Als Dr. T. an diesem Tag eine Arbeitsunfähigkeit (erneut) feststellte, war kein Versicherungsverhältnis der Klägerin mit Anspruch auf Krankengeld mehr gegeben. Vielmehr war sie zu diesem Zeitpunkt gemäß § 5 Abs. 1 Nr. 13 lit. a) SGB V krankenversichert (Auffangversicherung). Die nach § 5 Abs. 1 Nr. 13 SGB V Versicherten haben gemäß § 44 Abs. 2 Satz 1 Nr. 1 SGB V keinen Krankengeldanspruch. Ein Versicherungsschutz gemäß § 5 Abs. 1 Nr. 2 SGB V scheidet aus, da die Klägerin seit dem 23. April 2009 kein Arbeitslosengeld mehr bezog.

**BEREITGESTELLTES MATERIAL**
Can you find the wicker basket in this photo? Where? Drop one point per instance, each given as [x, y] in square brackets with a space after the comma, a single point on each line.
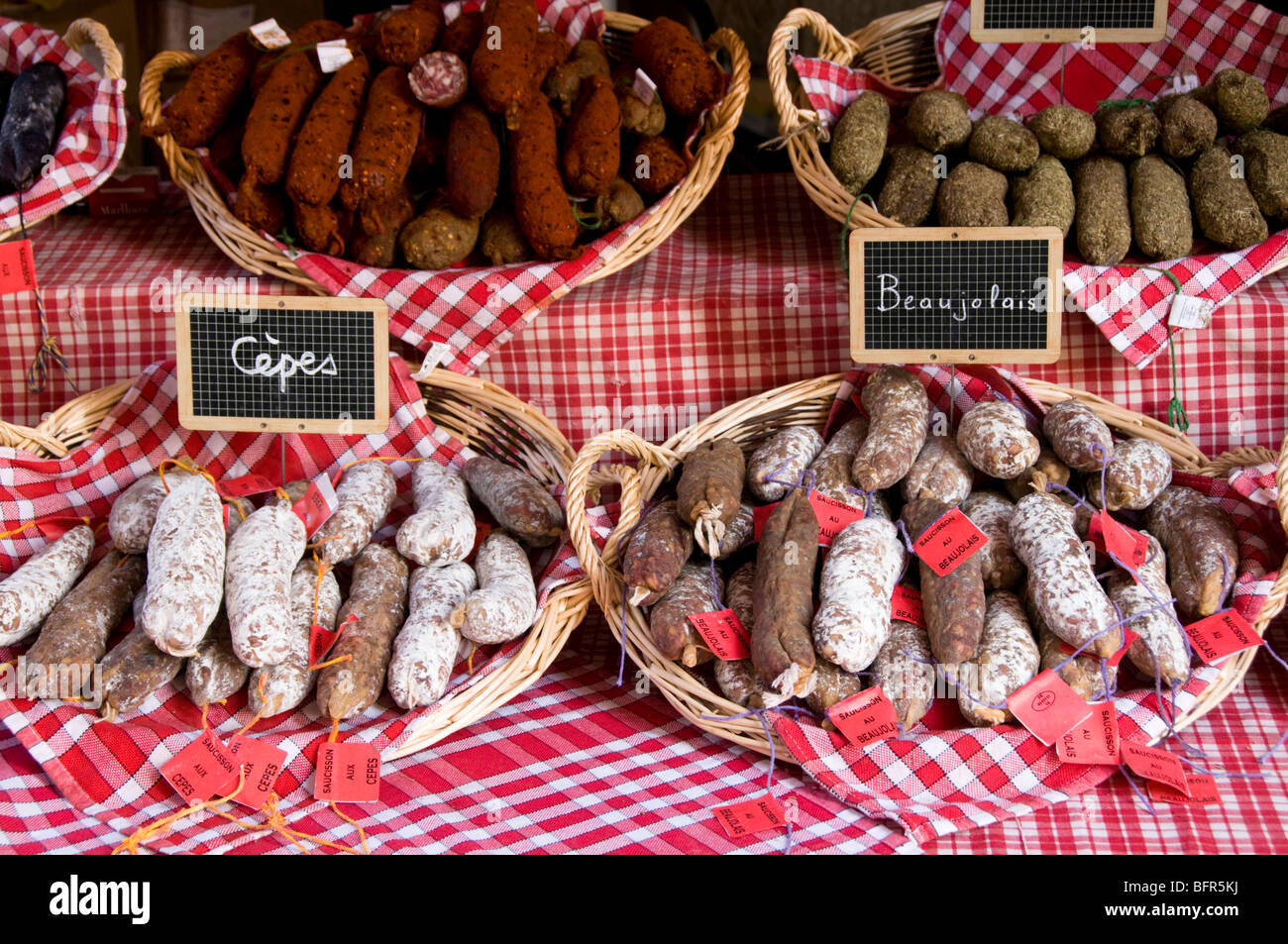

==

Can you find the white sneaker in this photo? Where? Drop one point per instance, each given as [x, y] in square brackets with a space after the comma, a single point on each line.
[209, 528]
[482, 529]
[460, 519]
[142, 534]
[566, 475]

**ZU BEARBEITENDE AUFGABEN**
[a] Prüfen Sie, ob die folgenden Aussagen mit dem Auszug zum Krankengeldanspruch übereinstimmen. Antworten Sie jeweils mit Ja oder Nein und zitieren Sie die entscheidenden Worte des Auszugs wörtlich.
(i) Als die Arbeitsunfähigkeit erneut festgestellt wurde, war die Klägerin über die Auffangversicherung krankenversichert.
(ii) Versicherte nach § 5 Abs. 1 Nr. 13 SGB V haben Anspruch auf Krankengeld.
(iii) Die Klägerin bezog auch nach dem 23. April 2009 noch Arbeitslosengeld.
[b] Schreiben Sie den Auszug zum Krankengeldanspruch im Anschluss an seinen letzten Satz fort.

**ANTWORTEN**
[a]
(i) Ja: „Vielmehr war sie zu diesem Zeitpunkt gemäß § 5 Abs. 1 Nr. 13 lit. a) SGB V krankenversichert (Auffangversicherung).“
(ii) Nein: „Die nach § 5 Abs. 1 Nr. 13 SGB V Versicherten haben gemäß § 44 Abs. 2 Satz 1 Nr. 1 SGB V keinen Krankengeldanspruch.“
(iii) Nein: „da die Klägerin seit dem 23. April 2009 kein Arbeitslosengeld mehr bezog“

[b]
2. Ein nachwirkender Krankengeldanspruch aus § 19 Abs. 2 Satz 1 SGB V scheidet ebenfalls aus. Denn der Krankenversicherungsschutz gemäß § 5 Abs. 1 Nr. 13 lit. a) SGB V geht einem nachwirkenden Leistungsanspruch nach § 19 Abs. 2 SGB V vor. Ein nachwirkender Anspruch gemäß § 19 Abs. 2 SGB V verdrängt nach der Kollisionsregel des § 5 Abs. 8a Satz 4 SGB V nur dann eine Auffangversicherung, wenn bei prognostischer Betrachtung davon auszugehen ist, dass der Betroffene spätestens nach Ablauf eines Monats nach dem Ende seiner bisherigen Mitgliedschaft eine anderweitige Absicherung im Krankheitsfall erlangt (BSG, Urteil vom 10. Mai 2012 – B 1 KR 19/11 R – s.o.). Wie bereits das SG zutreffend ausgeführt hat, besteht insoweit hier aber kein entsprechender Anhaltspunkt.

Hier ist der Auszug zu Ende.